**Task instructions**
Word for word, please restate each record and pass over the pictures.

**Dataset excerpts**
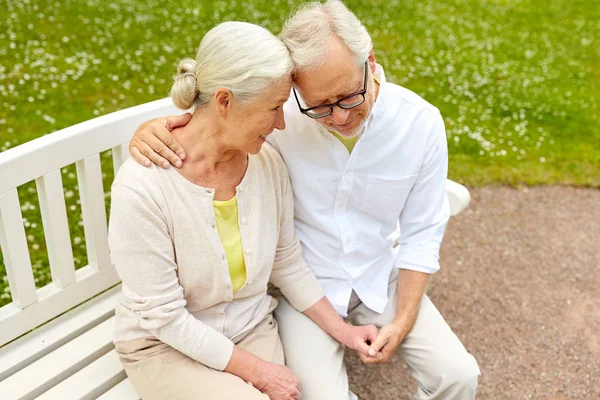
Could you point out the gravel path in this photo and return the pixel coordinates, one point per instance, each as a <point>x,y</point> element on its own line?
<point>520,285</point>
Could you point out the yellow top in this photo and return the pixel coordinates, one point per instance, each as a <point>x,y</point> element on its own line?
<point>348,142</point>
<point>226,214</point>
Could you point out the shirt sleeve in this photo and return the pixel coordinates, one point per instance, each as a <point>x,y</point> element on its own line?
<point>290,273</point>
<point>426,212</point>
<point>143,254</point>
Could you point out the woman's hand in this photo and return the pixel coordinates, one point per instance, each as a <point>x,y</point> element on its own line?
<point>360,338</point>
<point>277,381</point>
<point>153,142</point>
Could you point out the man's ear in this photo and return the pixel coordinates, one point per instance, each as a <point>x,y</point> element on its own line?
<point>372,62</point>
<point>223,101</point>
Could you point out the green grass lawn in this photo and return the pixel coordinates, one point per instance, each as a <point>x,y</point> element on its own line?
<point>517,81</point>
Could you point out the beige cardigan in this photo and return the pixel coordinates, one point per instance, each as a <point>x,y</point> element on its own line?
<point>166,248</point>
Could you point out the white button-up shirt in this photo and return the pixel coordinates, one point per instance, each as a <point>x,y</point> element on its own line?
<point>348,205</point>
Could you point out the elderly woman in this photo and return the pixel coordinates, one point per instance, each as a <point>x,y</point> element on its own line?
<point>196,246</point>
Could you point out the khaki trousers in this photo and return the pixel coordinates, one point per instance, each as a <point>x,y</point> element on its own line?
<point>435,356</point>
<point>159,372</point>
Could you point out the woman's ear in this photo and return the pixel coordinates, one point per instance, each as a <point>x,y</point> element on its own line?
<point>372,62</point>
<point>223,101</point>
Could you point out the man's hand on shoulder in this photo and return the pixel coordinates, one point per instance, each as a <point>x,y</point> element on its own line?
<point>153,142</point>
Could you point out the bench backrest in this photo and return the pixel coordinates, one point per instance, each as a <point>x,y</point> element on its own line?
<point>41,160</point>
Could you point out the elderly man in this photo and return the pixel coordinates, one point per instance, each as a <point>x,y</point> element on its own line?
<point>364,156</point>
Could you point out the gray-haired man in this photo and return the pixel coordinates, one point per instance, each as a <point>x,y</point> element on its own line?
<point>364,155</point>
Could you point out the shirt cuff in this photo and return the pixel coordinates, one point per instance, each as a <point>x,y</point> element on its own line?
<point>418,259</point>
<point>216,352</point>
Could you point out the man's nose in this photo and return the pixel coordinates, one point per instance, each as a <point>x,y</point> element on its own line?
<point>340,115</point>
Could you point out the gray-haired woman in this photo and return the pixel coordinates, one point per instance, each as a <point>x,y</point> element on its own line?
<point>195,247</point>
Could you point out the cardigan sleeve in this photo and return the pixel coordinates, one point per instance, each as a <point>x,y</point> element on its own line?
<point>143,254</point>
<point>290,273</point>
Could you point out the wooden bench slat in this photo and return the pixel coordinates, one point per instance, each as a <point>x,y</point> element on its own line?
<point>35,345</point>
<point>54,301</point>
<point>90,382</point>
<point>56,228</point>
<point>64,147</point>
<point>91,192</point>
<point>123,391</point>
<point>120,154</point>
<point>15,250</point>
<point>58,365</point>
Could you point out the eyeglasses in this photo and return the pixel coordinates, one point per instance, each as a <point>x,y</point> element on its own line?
<point>347,102</point>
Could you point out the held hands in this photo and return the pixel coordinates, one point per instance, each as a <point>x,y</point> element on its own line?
<point>277,381</point>
<point>386,343</point>
<point>360,338</point>
<point>153,142</point>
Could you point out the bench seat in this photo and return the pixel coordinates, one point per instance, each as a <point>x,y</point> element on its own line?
<point>72,357</point>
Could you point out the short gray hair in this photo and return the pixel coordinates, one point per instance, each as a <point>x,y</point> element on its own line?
<point>306,33</point>
<point>242,57</point>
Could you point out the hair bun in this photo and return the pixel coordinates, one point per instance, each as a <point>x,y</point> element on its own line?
<point>184,91</point>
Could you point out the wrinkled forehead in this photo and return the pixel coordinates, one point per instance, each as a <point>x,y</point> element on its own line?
<point>330,81</point>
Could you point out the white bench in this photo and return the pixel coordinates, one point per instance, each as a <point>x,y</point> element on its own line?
<point>56,342</point>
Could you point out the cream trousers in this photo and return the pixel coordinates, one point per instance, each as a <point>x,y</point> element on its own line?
<point>435,356</point>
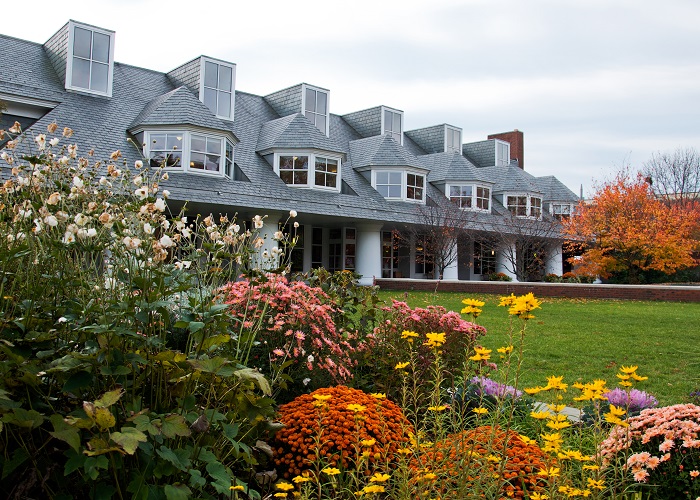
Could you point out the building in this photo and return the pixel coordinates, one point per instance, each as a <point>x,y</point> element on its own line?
<point>353,179</point>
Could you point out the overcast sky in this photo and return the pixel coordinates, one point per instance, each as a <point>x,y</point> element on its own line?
<point>593,84</point>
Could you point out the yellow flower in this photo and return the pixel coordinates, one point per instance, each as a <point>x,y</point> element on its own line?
<point>379,478</point>
<point>435,339</point>
<point>592,483</point>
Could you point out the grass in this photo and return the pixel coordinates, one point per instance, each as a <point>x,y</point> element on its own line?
<point>585,339</point>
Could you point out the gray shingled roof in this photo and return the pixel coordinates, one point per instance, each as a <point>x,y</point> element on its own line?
<point>381,151</point>
<point>294,131</point>
<point>178,107</point>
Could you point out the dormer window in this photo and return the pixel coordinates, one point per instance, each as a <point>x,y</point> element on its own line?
<point>316,107</point>
<point>502,153</point>
<point>524,205</point>
<point>453,140</point>
<point>217,87</point>
<point>90,64</point>
<point>309,170</point>
<point>392,124</point>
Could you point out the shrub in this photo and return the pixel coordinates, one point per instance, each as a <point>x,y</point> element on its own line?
<point>660,448</point>
<point>325,429</point>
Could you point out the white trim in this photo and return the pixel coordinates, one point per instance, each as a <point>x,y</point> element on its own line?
<point>311,172</point>
<point>69,58</point>
<point>305,86</point>
<point>202,64</point>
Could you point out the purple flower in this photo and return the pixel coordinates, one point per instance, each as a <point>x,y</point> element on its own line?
<point>634,400</point>
<point>488,387</point>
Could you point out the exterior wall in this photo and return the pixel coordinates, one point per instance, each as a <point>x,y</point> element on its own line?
<point>367,122</point>
<point>568,290</point>
<point>188,75</point>
<point>431,139</point>
<point>517,148</point>
<point>482,152</point>
<point>286,102</point>
<point>57,50</point>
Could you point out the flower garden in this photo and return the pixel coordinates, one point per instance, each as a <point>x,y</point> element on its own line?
<point>148,354</point>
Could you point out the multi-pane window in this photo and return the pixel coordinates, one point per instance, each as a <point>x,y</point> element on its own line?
<point>414,186</point>
<point>453,140</point>
<point>389,184</point>
<point>483,198</point>
<point>502,153</point>
<point>326,172</point>
<point>561,211</point>
<point>316,108</point>
<point>217,88</point>
<point>205,153</point>
<point>186,151</point>
<point>517,205</point>
<point>392,124</point>
<point>294,170</point>
<point>461,195</point>
<point>90,65</point>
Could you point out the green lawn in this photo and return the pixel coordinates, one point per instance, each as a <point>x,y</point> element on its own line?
<point>585,339</point>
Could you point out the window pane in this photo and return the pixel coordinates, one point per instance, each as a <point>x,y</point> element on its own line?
<point>100,48</point>
<point>98,78</point>
<point>81,73</point>
<point>197,160</point>
<point>82,40</point>
<point>211,74</point>
<point>321,102</point>
<point>210,99</point>
<point>311,100</point>
<point>224,104</point>
<point>225,78</point>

**Your response**
Could you point out the gravel path in this photo and return the pixel coordinates, one point per instance, each as a <point>x,y</point> element on its own line?
<point>520,285</point>
Could you point out the yellow top in this photo and return the pixel coordinates, one point per instance, each as a <point>x,y</point> element on its own line?
<point>348,142</point>
<point>226,214</point>
Could you point out the shirt sleeve in this photo and return the pixel coordinates, one point per instance, each as a <point>x,y</point> element on its own line?
<point>290,273</point>
<point>426,212</point>
<point>143,254</point>
Could you point out the woman's hand in this photo and return the pixel coordinates, one point per instance, each as a <point>x,y</point> element on its own line?
<point>360,338</point>
<point>277,381</point>
<point>153,142</point>
Could you point out the man's ear in this photo and return the pixel coordinates, one point per instance, each as a <point>x,y</point> element on its own line?
<point>372,62</point>
<point>223,101</point>
Could you point out the green grass lawn in this photo and return the pixel coordinates, one point per instance, each as a <point>x,y</point> element on its own line?
<point>517,81</point>
Could you point out the beige cardigan in this photo and return the pixel coordinates, one point per instance, each as a <point>x,y</point> element on its own line?
<point>166,248</point>
Could you point out the white button-up shirt in this photo and return the pixel coordinates, one point per instance, each as a <point>x,y</point> element on its own line?
<point>348,205</point>
Could you point out the elderly woman in this photo and return the pixel coordinates, one point per instance, each as a <point>x,y</point> element on its own line?
<point>196,246</point>
Could you point out the khaki trousers in this photo and return the pixel coordinates, one point per instance, each as a <point>x,y</point> element on its own line?
<point>435,356</point>
<point>159,372</point>
Could you point out the woman's ear in this photo and return the pixel coordinates, one point per instance, each as a <point>x,y</point> element on its own line?
<point>372,62</point>
<point>223,101</point>
Could you point out the man's hand on shoulder in this photo and return the pixel coordinates, one point per instance, each as a <point>x,y</point> element on its own line?
<point>153,142</point>
Could you point out the bench backrest in this photo and return the pixel coordinates, one point per instance, each as a <point>x,y</point> element on its own line?
<point>41,160</point>
Could you point out the elderly man in this photo and return the pixel coordinates, one point per instance, each as a <point>x,y</point> element on its own line?
<point>364,156</point>
Could you point out the gray-haired man in this photo and return the pixel coordinates, one point per instance, each as a <point>x,y</point> element on its own line?
<point>364,155</point>
Could you point out the shirt cuff in this photo and return the pixel coordinates, one point per instance, each as a <point>x,y</point> element on its own line?
<point>418,259</point>
<point>216,352</point>
Could you point out the man's nose in this photo and return the pixel coordinates, one point per instance, each as a <point>x,y</point> element on its own line?
<point>340,115</point>
Could you point out the gray-haired woman in this photo and return the pixel coordinates, one point per instance, each as a <point>x,y</point> element on its own line?
<point>195,247</point>
Could you point out the cardigan sleeve in this photo and return the pixel coordinates, one point per instance, each as a <point>x,y</point> element on its own line?
<point>143,254</point>
<point>290,273</point>
Could you point out the wooden bench slat in this photo and return the pixel coordinates, one point per instance, each as a <point>x,y</point> element on its own line?
<point>35,345</point>
<point>54,301</point>
<point>90,382</point>
<point>56,228</point>
<point>64,147</point>
<point>91,192</point>
<point>123,391</point>
<point>120,154</point>
<point>15,250</point>
<point>58,365</point>
Could you point out the eyeglasses in this photo and return the pixel coordinates, one point per instance, each as a <point>x,y</point> element on its own line?
<point>347,102</point>
Could you point out the held hands in this photo and return the pixel coordinates, one point per instance, each as a <point>x,y</point> element on its own line?
<point>277,381</point>
<point>386,343</point>
<point>360,338</point>
<point>153,142</point>
Could you point out the bench seat in this photo and return the pixel coordinates, one point per instance, each as a <point>x,y</point> element on its own line?
<point>72,357</point>
Could you point out the short gray hair in this photo and return the pixel coordinates, one point per instance, each as a <point>x,y</point> element on its own line?
<point>306,33</point>
<point>242,57</point>
Could you point out the hair bun in this photo and return the pixel coordinates, one point per instance, each as a <point>x,y</point> element on its own line?
<point>184,91</point>
Could you point out the wrinkled forehead in this photo and return the pixel coordinates, one point per instance, each as a <point>x,y</point> element on its own line?
<point>330,81</point>
Could you point out the white bench in this photo and return the pixel coordinates, one point per instance, each as a <point>x,y</point> element on its own line?
<point>56,342</point>
Could you point out the cream trousers in this photo and return the pixel coordinates, one point per instance, each as a <point>x,y</point> element on its own line?
<point>435,356</point>
Could you point out the building in this photo and return the pixel coordinates, one point per instance, each as a <point>x,y</point> element on its own line?
<point>353,179</point>
Could you point out the overcast sky in this photo and return the pixel coordinates, one point per instance, each as a <point>x,y</point> element on its own line?
<point>593,84</point>
Could you point out the yellow flower in this photo and return the pixel coordinates, one point per instance, each as a <point>x,y</point> element on its own line?
<point>379,478</point>
<point>435,339</point>
<point>592,483</point>
Could you point out the grass in this photo and return the pixel coordinates, one point per instance, each as a <point>x,y</point> element on its own line?
<point>585,339</point>
Could you point out the gray shingled roof in this photo and return the pixel coordinates, one point per instance, each as a <point>x,y</point> element on its own line?
<point>381,151</point>
<point>294,131</point>
<point>178,107</point>
Could you point out the dormer window in this photo and return the pixel coordinates, one point per instance, each as a <point>x,y</point> element on its own line?
<point>316,107</point>
<point>502,153</point>
<point>524,205</point>
<point>453,140</point>
<point>217,87</point>
<point>90,64</point>
<point>309,170</point>
<point>392,124</point>
Could you point out the shrub in this photo and return the pixel coordinates, one point per instance, each as a <point>x,y</point> element on its own line?
<point>660,448</point>
<point>325,429</point>
Could you point out the white trim in this photo and return the pixel coordinates, one point per instance, each as a <point>x,y</point> element on its own line?
<point>311,172</point>
<point>69,58</point>
<point>305,86</point>
<point>202,64</point>
Could you point out the purple flower in this photo and return the pixel coordinates, one point per instance, each as a <point>x,y</point> element on its own line?
<point>634,400</point>
<point>488,387</point>
Could you point out the exterior wall in this photo and return the pixel coordinates, one point per instance, each as a <point>x,y</point> element on its own line?
<point>367,122</point>
<point>568,290</point>
<point>188,75</point>
<point>431,139</point>
<point>517,148</point>
<point>482,152</point>
<point>286,102</point>
<point>57,50</point>
Could you point out the flower garden in this photo and return the pixel coordinates, one point per instance, each as a <point>x,y</point> element on its own line?
<point>148,354</point>
Could you point out the multi-pane window in this photo and return the pixel coordinates, one point per instance, each as a <point>x,y</point> element on its own line?
<point>414,186</point>
<point>453,140</point>
<point>389,184</point>
<point>483,198</point>
<point>502,153</point>
<point>326,172</point>
<point>561,211</point>
<point>316,108</point>
<point>217,88</point>
<point>205,153</point>
<point>186,151</point>
<point>517,205</point>
<point>392,124</point>
<point>294,170</point>
<point>461,195</point>
<point>90,65</point>
Could you point out the green lawn in this photo and return the pixel coordinates, one point per instance, each as a <point>x,y</point> element on its own line?
<point>585,339</point>
Could you point out the window pane in this photo and return the pixel coordinates, one point per instance, each as a <point>x,y</point> element on its own line?
<point>100,48</point>
<point>98,78</point>
<point>81,73</point>
<point>197,160</point>
<point>82,40</point>
<point>211,74</point>
<point>321,102</point>
<point>210,99</point>
<point>311,100</point>
<point>224,104</point>
<point>225,78</point>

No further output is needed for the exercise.